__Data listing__
——————

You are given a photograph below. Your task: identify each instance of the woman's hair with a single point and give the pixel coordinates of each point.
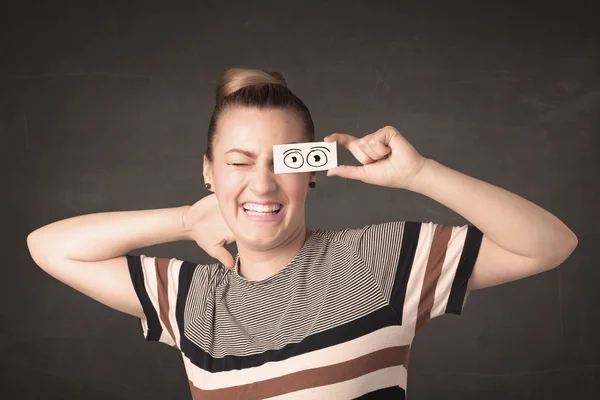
(260, 89)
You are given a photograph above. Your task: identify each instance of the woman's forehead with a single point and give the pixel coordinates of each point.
(258, 130)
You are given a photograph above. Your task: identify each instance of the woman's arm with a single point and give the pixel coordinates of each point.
(87, 252)
(520, 238)
(100, 236)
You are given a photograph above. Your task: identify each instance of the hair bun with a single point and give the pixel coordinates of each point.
(235, 79)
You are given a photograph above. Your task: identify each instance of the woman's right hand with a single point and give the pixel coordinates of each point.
(208, 228)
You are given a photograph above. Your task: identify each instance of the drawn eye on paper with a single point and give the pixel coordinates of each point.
(304, 157)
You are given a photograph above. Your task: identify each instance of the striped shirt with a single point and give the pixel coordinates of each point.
(336, 323)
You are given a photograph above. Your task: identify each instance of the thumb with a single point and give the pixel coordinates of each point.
(346, 171)
(221, 254)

——————

__What is needed__
Reproduce every line of the data above verbatim, leaving out the picture.

__Result__
You are given a photograph below. Your task: identify each instance of the woman's hair with a single point and give the pixel coordinates of each point.
(260, 89)
You are given a photograph above. Your task: identify each instance of the woman's forehead with a single point and give the pixel coordinates of each point.
(258, 130)
You are given a photograph above. Your task: identify each instance of the woman's arm with a single point and give the pixel coordinates of each point.
(87, 252)
(520, 238)
(100, 236)
You are given a photograph above. Your task: identify each instance of the hair bun with a single point and give the pixel coordinates of each point.
(235, 79)
You are given a photograph above. Your task: identify each instance of the woman's right hand with a single point and give the pixel coordinates of each point.
(208, 228)
You are given a photograph above. Your task: identify each instance of the drawn eye on paper with a single point and give the pixel coordinates of each point.
(304, 157)
You are given a photograph above. Your task: identify each instance of the striped shirt with a single point and give the pixel coordinates of each point.
(336, 323)
You are given a photograph above. Your task: identify each instance of the thumb with a single point and give the pixel coordinates of each point.
(346, 171)
(221, 254)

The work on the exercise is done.